(Excerpts from a pointing dataset)
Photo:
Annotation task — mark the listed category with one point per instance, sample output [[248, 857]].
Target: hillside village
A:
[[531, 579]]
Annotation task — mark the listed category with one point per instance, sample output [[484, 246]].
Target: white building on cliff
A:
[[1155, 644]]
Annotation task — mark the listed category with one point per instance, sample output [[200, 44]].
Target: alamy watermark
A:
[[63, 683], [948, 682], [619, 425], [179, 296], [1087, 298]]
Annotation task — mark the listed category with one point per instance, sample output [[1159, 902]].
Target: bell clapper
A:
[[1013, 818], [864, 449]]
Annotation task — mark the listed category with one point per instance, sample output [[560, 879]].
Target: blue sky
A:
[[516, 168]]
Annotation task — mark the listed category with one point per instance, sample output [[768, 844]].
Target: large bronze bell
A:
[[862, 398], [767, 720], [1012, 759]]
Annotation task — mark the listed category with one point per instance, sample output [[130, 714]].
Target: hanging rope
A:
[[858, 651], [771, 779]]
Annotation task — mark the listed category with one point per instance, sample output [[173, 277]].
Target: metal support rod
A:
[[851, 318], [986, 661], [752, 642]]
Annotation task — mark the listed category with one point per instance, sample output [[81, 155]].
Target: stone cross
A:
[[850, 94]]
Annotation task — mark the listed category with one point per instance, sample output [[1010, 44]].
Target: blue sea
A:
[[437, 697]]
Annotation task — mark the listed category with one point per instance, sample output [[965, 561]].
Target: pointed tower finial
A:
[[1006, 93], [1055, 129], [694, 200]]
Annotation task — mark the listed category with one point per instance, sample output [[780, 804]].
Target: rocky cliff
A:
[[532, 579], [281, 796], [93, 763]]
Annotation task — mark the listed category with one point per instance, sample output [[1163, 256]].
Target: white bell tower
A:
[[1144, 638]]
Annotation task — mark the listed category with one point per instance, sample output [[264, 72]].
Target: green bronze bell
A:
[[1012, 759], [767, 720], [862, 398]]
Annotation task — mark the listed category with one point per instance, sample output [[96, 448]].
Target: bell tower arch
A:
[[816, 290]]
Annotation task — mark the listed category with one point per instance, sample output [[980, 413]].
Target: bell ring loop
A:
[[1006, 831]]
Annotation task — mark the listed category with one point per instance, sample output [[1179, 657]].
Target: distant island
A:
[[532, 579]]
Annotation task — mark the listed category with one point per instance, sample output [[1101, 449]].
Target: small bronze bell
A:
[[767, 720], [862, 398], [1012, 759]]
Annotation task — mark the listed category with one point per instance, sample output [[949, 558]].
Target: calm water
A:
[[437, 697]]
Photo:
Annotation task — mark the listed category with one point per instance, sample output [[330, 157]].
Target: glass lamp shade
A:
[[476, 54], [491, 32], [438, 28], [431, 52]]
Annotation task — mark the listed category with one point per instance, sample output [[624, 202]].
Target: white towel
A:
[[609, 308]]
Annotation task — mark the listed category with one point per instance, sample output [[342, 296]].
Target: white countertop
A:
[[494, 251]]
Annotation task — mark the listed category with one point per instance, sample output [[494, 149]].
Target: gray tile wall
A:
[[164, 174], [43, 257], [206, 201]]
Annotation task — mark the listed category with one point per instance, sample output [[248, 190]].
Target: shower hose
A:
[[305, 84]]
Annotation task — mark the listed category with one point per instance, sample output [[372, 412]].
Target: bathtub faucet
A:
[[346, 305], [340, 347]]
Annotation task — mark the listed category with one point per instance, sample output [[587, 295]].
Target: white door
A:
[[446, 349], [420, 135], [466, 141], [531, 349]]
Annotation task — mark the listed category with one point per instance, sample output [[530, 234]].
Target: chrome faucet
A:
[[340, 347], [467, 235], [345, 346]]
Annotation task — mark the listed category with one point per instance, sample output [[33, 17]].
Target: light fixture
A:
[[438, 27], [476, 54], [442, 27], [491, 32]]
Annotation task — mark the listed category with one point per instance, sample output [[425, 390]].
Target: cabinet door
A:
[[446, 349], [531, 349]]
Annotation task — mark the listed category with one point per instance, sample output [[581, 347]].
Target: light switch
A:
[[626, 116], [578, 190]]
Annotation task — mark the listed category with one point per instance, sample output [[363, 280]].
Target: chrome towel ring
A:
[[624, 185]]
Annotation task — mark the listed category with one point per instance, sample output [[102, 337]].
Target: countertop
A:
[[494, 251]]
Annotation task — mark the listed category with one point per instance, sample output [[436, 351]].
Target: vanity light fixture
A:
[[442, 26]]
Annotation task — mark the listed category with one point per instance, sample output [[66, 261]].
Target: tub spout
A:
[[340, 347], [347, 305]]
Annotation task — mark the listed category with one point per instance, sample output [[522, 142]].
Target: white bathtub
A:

PROBLEM: Rescale the listing lines starting at the one containing "output [[1163, 256]]." and ending at the one containing "[[767, 720], [862, 398], [1012, 759]]", and give back only those lines, requests included. Multiply every point coordinate in the answers by 1.9 and round to whole numbers with halves going up, but leave the requests and their sample outputs unchanged.

SOLUTION BELOW:
Annotation task — mark the listed category with one point per instance, sample output [[1163, 256]].
Target: white bell tower
A:
[[2174, 1212]]
Annotation task — mark the listed category with one point per instance, sample output [[264, 72]].
Target: green bronze bell
A:
[[1923, 1442], [1457, 1368], [1638, 756]]
Annotation task — mark the listed category with one point per instance, sample output [[96, 448]].
Target: bell tower arch
A:
[[1550, 551]]
Annotation task — mark the listed category with one point per instance, sample output [[980, 413]].
Target: bell ring loop
A:
[[1911, 1579]]
Annotation task — mark the listed category with one point per instance, sample output [[1179, 657]].
Target: distant island
A:
[[1011, 1100]]
Annotation task — mark the listed category with one point per instance, sample output [[1101, 449]].
Target: small bronze bell
A:
[[1457, 1368], [1638, 756], [1923, 1442]]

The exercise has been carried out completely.